▶ **Exercise details**:
In the records below, begin at the line containing "Target: black bracelet" and end at the line containing "Target: black eyeglass frame"; quote every line in that span exactly, including both boundary lines, and no others.

▶ **Records to use**:

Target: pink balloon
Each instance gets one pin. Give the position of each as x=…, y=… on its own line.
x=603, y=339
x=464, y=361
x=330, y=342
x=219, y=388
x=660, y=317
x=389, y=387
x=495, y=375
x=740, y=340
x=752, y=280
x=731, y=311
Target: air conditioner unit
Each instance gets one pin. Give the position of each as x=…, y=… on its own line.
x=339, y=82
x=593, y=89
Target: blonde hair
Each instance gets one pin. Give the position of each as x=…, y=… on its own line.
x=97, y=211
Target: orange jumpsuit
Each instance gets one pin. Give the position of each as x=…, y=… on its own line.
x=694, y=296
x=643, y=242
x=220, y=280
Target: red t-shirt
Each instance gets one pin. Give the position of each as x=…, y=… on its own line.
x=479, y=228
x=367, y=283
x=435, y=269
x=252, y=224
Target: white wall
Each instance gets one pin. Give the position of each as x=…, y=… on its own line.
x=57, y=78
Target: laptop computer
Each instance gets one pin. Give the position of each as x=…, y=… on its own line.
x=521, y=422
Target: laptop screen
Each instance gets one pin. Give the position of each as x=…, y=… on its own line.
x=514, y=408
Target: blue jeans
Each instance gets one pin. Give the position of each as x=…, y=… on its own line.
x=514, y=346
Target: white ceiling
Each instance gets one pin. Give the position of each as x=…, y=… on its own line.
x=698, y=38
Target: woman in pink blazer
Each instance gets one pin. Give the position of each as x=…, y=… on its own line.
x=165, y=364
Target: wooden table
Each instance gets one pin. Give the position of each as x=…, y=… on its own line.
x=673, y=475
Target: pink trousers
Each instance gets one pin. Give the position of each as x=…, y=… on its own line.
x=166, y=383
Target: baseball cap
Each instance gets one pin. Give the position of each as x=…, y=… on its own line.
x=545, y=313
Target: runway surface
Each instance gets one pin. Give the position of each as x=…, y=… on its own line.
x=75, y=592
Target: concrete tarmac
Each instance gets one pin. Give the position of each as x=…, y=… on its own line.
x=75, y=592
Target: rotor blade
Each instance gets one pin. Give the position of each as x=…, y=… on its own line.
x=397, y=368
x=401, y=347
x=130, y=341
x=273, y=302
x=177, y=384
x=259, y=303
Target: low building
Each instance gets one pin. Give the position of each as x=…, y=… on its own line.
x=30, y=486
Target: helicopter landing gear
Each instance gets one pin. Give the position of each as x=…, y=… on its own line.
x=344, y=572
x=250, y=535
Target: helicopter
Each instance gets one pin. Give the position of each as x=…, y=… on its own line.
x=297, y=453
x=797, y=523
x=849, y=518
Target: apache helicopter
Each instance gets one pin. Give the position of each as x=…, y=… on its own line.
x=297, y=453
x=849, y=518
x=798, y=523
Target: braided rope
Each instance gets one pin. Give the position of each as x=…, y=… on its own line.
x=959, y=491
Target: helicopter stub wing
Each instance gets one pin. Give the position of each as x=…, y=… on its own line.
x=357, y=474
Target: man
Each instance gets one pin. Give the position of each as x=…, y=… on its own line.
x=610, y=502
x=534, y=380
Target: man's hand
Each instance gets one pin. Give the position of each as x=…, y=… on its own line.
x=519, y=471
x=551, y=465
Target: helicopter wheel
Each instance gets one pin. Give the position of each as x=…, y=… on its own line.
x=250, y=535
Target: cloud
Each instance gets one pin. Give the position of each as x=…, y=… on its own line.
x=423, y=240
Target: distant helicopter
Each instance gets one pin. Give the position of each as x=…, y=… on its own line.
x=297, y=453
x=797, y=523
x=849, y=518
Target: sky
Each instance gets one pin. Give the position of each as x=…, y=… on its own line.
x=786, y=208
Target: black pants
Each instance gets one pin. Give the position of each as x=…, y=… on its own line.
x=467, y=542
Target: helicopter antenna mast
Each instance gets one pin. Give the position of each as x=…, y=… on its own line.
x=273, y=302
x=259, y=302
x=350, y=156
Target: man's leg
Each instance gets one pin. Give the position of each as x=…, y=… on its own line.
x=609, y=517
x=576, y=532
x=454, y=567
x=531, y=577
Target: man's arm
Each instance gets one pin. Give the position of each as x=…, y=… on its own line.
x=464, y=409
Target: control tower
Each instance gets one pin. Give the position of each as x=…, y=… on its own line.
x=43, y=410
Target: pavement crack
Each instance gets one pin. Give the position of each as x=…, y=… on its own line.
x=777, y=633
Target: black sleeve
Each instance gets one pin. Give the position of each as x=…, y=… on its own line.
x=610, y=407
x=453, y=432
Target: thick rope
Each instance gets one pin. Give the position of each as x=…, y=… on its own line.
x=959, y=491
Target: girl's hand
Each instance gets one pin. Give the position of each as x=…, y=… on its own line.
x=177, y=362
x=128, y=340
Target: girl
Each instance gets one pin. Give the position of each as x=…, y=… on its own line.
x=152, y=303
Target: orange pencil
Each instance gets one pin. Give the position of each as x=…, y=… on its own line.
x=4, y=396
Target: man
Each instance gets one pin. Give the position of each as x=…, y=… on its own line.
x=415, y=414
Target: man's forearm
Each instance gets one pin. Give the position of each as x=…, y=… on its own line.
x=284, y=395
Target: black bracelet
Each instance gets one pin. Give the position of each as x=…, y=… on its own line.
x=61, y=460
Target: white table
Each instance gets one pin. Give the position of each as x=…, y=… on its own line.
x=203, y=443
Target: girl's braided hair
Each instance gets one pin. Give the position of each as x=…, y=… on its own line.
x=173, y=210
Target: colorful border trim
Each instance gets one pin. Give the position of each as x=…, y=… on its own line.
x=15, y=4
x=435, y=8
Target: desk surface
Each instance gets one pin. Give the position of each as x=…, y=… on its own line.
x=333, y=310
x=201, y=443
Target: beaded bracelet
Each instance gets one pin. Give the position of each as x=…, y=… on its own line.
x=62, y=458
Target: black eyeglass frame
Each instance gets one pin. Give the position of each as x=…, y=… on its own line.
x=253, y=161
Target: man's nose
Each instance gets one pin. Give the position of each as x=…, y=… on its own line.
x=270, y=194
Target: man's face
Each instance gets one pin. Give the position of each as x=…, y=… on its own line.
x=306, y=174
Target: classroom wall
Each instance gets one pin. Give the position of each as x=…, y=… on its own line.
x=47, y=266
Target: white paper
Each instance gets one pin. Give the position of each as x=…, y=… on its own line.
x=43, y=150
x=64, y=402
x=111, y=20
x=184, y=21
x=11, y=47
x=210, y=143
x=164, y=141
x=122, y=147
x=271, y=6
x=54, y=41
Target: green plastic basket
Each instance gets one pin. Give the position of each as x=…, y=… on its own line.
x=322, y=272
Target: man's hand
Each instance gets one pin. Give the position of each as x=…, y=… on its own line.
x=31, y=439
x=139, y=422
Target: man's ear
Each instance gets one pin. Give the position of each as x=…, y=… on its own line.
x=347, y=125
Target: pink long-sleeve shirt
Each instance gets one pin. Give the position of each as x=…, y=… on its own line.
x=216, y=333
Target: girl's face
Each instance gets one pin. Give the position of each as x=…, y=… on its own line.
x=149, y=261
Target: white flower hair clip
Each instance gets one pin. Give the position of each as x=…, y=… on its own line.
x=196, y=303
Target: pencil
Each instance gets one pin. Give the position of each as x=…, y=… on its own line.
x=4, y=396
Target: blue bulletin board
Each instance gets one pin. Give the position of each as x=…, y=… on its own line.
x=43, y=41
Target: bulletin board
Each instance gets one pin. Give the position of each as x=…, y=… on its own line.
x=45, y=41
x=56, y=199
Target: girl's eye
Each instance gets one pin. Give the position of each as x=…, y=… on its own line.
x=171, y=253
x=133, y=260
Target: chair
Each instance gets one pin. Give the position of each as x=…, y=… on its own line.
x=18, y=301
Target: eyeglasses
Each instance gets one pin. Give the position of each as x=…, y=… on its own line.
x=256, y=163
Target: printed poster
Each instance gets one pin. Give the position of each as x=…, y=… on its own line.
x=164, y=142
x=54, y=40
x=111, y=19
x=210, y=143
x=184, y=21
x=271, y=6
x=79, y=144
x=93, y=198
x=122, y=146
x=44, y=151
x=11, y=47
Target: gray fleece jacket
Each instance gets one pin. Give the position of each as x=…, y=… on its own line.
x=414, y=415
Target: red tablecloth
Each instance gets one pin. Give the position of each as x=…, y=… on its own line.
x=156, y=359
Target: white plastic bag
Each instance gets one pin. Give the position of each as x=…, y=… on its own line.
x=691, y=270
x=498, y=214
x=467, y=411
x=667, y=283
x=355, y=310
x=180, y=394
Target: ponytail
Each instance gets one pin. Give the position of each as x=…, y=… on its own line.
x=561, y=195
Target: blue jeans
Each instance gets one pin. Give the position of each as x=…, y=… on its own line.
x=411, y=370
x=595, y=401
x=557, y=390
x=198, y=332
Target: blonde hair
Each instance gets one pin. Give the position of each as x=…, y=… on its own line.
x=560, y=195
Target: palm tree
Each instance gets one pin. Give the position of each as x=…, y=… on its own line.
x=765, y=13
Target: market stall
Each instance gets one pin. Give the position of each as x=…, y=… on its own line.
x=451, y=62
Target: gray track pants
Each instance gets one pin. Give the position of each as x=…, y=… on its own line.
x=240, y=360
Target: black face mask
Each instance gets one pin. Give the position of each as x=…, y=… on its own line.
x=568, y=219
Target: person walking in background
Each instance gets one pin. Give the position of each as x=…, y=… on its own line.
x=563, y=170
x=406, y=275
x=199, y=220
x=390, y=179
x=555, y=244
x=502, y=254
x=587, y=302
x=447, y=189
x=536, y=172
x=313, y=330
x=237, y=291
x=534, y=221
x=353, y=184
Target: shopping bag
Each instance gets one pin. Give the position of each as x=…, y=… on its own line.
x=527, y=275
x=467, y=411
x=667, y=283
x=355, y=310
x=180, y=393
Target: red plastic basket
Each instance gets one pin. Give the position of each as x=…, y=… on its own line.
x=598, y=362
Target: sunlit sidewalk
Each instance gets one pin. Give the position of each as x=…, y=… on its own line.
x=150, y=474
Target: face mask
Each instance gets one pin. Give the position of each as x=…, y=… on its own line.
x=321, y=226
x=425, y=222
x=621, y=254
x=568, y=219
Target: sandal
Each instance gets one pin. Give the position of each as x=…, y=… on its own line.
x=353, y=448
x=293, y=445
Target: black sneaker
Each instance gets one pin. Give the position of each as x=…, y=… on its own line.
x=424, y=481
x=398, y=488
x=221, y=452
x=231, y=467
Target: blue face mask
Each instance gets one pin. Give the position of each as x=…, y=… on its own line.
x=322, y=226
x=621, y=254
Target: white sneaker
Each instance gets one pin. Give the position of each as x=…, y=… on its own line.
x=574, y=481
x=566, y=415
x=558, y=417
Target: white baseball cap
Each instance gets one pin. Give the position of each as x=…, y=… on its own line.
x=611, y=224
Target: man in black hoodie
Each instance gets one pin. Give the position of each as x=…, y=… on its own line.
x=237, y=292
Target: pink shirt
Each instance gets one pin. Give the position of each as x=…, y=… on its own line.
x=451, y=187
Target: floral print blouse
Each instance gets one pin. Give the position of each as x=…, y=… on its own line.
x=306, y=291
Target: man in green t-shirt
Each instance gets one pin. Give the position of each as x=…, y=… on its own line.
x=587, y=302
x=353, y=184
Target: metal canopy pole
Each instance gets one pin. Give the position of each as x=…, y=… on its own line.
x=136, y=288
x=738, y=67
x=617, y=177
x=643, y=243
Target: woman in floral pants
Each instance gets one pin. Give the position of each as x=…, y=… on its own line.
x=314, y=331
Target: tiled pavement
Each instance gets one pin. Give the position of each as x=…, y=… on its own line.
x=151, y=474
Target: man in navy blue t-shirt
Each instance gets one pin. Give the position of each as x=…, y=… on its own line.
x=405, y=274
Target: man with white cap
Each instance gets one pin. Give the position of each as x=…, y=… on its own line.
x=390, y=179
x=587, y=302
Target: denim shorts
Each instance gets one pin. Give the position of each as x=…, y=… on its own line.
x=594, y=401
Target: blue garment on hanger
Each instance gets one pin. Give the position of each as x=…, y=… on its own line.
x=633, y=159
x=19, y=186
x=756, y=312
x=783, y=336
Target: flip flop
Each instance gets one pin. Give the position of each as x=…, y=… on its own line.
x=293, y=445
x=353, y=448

▶ **Reply**:
Target: black bracelet
Each instance gets one pin. Give the position of each as x=…, y=… on its own line.
x=61, y=460
Target: white table
Each instance gets one pin. Give the position of each as x=…, y=… on its own line.
x=203, y=443
Target: girl's braided hair
Each instance gets one pin. Give the position of each as x=…, y=… on its own line.
x=173, y=210
Target: colorful border trim
Each instance gets one pin. Give the position of each as x=…, y=… on its own line.
x=15, y=4
x=435, y=8
Target: desk surface
Each instance gets one pin. Give the position of each as x=…, y=… on its own line.
x=333, y=310
x=201, y=443
Target: beaded bracelet
Each instance gets one pin. Give the position of each as x=…, y=… on its own line.
x=62, y=458
Target: black eyeglass frame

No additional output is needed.